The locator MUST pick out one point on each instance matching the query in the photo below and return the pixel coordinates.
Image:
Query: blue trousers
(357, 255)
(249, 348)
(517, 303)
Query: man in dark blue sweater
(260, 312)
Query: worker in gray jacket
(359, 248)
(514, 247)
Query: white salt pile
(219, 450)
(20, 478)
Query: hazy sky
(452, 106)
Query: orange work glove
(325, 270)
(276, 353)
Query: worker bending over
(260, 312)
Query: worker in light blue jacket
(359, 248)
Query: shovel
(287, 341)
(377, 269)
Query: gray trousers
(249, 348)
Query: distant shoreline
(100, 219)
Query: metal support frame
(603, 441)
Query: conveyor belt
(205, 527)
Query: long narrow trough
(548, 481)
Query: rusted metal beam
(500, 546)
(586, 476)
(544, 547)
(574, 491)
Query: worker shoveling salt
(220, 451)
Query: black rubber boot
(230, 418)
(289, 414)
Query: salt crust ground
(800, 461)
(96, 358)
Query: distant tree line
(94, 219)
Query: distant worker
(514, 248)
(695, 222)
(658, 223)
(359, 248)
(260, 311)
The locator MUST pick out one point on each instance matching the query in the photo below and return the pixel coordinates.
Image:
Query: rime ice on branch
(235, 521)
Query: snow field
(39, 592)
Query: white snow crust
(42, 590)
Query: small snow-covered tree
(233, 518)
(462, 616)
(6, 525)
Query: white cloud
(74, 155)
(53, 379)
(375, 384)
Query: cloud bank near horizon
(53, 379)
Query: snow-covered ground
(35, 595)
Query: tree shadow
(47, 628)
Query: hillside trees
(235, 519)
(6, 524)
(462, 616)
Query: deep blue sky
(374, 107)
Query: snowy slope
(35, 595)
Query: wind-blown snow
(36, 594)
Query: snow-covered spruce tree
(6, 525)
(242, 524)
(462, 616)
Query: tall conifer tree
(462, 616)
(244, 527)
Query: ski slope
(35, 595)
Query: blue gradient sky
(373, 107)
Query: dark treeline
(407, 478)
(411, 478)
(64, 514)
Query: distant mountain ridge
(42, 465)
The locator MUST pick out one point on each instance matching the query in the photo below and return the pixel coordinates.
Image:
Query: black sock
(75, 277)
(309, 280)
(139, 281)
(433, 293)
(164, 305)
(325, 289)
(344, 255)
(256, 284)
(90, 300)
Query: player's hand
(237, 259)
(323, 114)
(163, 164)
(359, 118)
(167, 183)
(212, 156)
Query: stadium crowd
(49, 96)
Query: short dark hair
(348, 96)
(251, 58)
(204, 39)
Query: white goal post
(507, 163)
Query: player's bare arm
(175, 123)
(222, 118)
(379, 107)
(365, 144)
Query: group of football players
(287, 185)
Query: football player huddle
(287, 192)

Short task.
Copy every line of the records from the line containing "Query: snow-covered ground" through the end of the records, and increase every coordinate value in the answers by 64.

Full output.
Query: snow-covered ground
(99, 659)
Query: tree shadow
(111, 692)
Query: hillside trees
(299, 583)
(70, 588)
(526, 680)
Query: deep blue sky
(438, 171)
Query: snowy slope
(99, 659)
Query: wind-blown snow
(100, 658)
Query: snow-covered spruce tree
(70, 589)
(306, 588)
(526, 680)
Query: tall conifer tree
(526, 680)
(308, 591)
Query: ski slope
(99, 659)
Query: blue gradient sky
(437, 171)
Query: dark treeline
(471, 542)
(475, 542)
(128, 578)
Query: distant mountain ridge
(106, 529)
The locator MUST pick out one point on each instance matching the query in the photo below and return the pixel coordinates.
Image:
Query: black sock
(139, 341)
(373, 344)
(203, 345)
(497, 357)
(228, 369)
(389, 353)
(408, 319)
(320, 348)
(154, 364)
Query: player's hand
(301, 323)
(387, 178)
(227, 228)
(423, 182)
(231, 247)
(276, 220)
Query: stadium crowd
(113, 160)
Query: short dark hair
(412, 160)
(315, 122)
(268, 103)
Query: white goal post
(571, 227)
Query: player's bare arm
(239, 187)
(286, 182)
(443, 171)
(429, 208)
Query: group of football players
(351, 249)
Query: football player huddle
(351, 256)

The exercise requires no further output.